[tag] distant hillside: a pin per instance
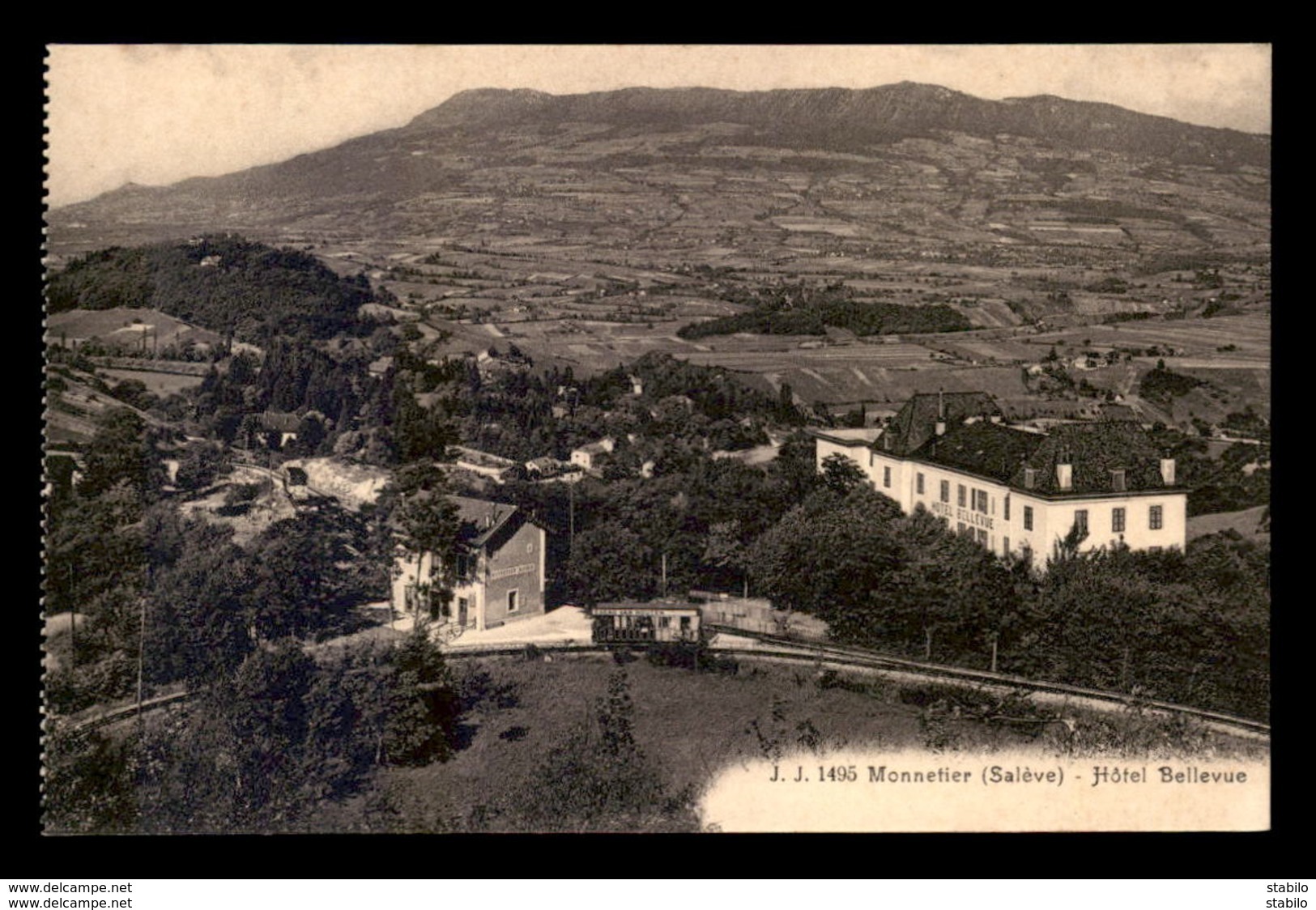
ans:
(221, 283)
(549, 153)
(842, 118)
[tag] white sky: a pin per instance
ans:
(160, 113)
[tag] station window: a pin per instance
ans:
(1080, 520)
=-=-=-=-=
◆ Problem requirements
If a line in the records contains the string "instance", copy it out.

◆ Answer to the problem
[tag] distant hillside: a pin per instance
[tag] white sky: a pin per instance
[tag] station window: a pin per instance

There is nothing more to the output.